### Supplied data
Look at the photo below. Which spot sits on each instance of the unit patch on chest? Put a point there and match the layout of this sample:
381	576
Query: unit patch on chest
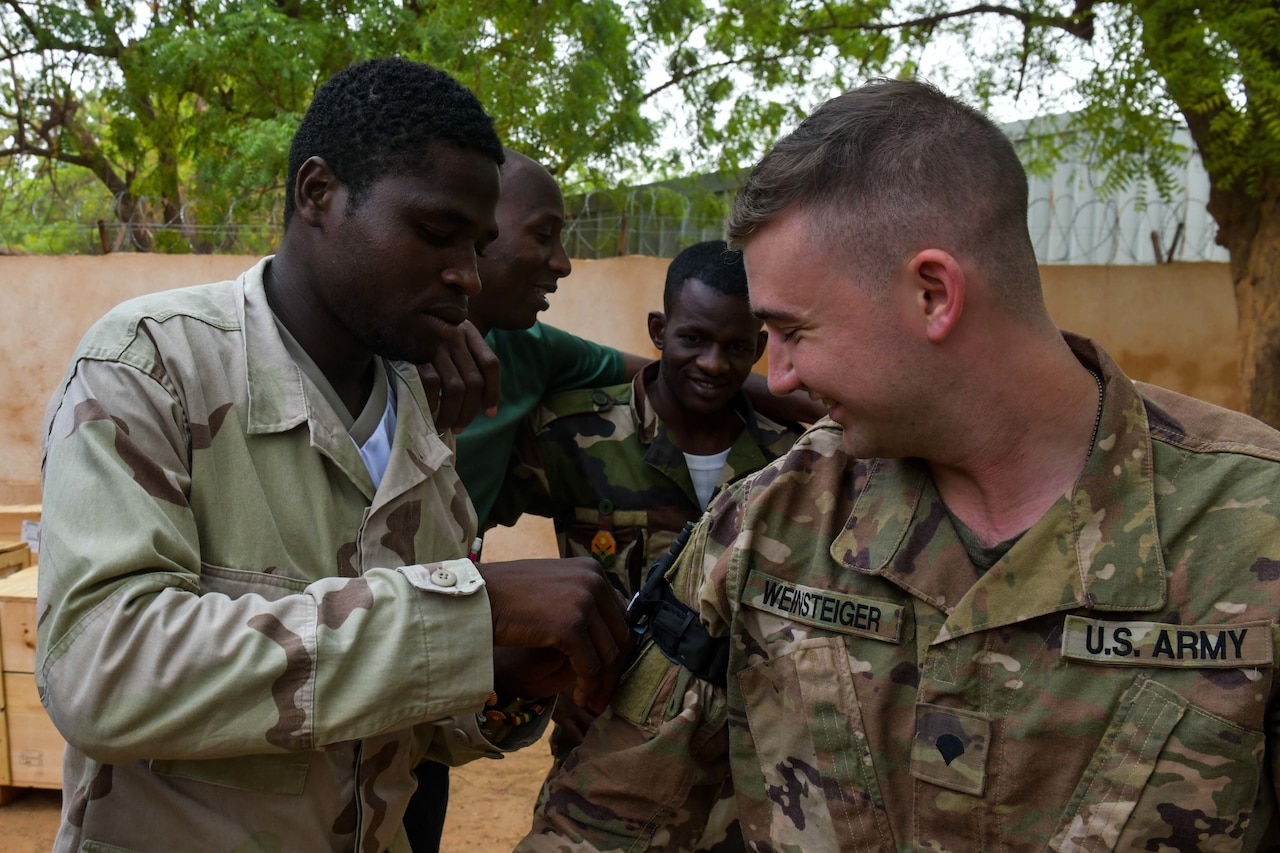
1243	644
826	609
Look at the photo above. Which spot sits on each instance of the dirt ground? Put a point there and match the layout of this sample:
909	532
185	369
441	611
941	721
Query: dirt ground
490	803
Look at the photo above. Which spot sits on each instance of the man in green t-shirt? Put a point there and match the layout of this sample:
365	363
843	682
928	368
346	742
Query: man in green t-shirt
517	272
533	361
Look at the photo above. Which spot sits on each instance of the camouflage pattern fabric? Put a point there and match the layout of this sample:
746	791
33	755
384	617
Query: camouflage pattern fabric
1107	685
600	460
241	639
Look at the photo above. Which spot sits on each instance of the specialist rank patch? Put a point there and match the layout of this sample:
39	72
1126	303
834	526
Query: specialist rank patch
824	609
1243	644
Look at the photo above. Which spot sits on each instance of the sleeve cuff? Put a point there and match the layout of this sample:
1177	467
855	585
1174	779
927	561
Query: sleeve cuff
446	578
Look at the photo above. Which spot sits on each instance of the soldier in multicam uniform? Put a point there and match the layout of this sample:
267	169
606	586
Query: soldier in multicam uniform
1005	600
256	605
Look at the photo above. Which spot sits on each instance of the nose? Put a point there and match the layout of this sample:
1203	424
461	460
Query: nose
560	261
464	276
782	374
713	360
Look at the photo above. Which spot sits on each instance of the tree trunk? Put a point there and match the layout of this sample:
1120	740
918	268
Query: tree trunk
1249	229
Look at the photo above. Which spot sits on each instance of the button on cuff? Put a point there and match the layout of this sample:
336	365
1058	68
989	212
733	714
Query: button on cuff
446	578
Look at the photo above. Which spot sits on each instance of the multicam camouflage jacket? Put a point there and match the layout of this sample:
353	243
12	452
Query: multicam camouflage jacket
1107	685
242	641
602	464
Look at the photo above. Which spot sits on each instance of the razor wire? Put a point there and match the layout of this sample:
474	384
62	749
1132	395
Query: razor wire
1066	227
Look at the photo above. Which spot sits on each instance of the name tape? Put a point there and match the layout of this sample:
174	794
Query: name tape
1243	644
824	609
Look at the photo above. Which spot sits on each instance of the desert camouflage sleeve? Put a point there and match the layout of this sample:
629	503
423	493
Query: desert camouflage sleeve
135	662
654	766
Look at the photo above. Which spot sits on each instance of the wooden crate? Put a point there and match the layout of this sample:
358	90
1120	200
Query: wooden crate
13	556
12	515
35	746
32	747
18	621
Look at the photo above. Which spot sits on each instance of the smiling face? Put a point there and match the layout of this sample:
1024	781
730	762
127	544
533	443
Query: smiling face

### What you need to do
Return the listing above unchanged, apart from dropping its pictures.

### Result
Look at the photo below. Which spot sits on each instance of the unit patch on chest? Put a point there and match the layout of this sample:
381	576
Query: unit patch on chest
1243	644
826	609
Look at the photo above. Which spot sits on each instance of the dirt ground? Put a point there and match the layout of this sample:
909	532
185	369
441	611
941	721
Query: dirt ground
490	803
Look at the photo above. Which spot sits on each instance of the man in green t-shirt? Put a point there and match the layout of this sample:
365	363
843	682
928	368
346	742
Query: man in green t-shirt
517	272
533	361
Look at the photo above. Which spot sits on each instance of the camouflage pattern fabric? Put a point there and match the layout of this sample:
746	791
33	755
384	617
Query: camouflage pattern fabric
1107	685
600	460
241	639
Look at the photo above. Which spot sits on each instance of the specialist rank patch? Put a point there and match the layout of this sample:
39	72
1126	303
834	526
Query: specialist rank patch
824	609
1243	644
Look at the photo above. Which spot sits on each instance of the sleeve cuff? Put a point there and match the layout of this sample:
1177	467
855	585
1174	779
927	561
Query: sleeve cuff
446	578
Look at the photo above. Which spot sits on each instance of the soldier in multicam uniform? Put a point there and match the layout of this sample:
267	169
606	586
Query: soldier in multicam uniform
1005	600
256	605
Look at the photo above. Which spot sits on each instance of the nose? Put a point there and match the layout of this sample:
1203	424
461	460
Query: nose
560	261
464	276
782	374
713	360
Look at the photo above. Which spot sits on each instance of the tree trunk? Put a point there and match the layout of this sample:
1120	740
918	268
Query: tree trunk
1249	229
Look at the photo above. Which spot sits on each instance of the button on cuff? Put a point there and match the layout of this sample:
336	365
1058	68
989	212
733	714
Query: button on cuff
446	578
Look at the photo above. Which spot sits on each instance of the multicam camouflage jacket? Put a point there and match the layout of this sample:
353	243
12	452
Query: multicam camouflage jacket
1107	685
242	641
602	464
Look at the photo above. Which spot sits on each instance of the razor wire? Put a point there and match the layout of this sample:
474	384
62	749
1132	395
Query: razor wire
1066	227
Look at the photo above. Which spot sits on each instance of the name tape? Put a point there and match the layout of this sample:
174	794
Query: name tape
1243	644
824	609
Look at the photo above. Which spot sits on each instance of the desert camouflage sleeve? Put a point there and match the layout of this sample:
629	503
423	493
Query: desert camouflage sleeve
135	662
654	766
Look at the photo above. Which spot sits on each instance of the wooden crate? Put a point there and match the layout of this sample:
358	90
1120	200
Query: wooden crate
13	556
12	515
35	746
32	747
18	621
Look at the photo above. Which spot sits on each instance of the smiling face? Put a point there and match the layout of this sample:
1024	781
730	762
127	544
533	443
Query: smiling face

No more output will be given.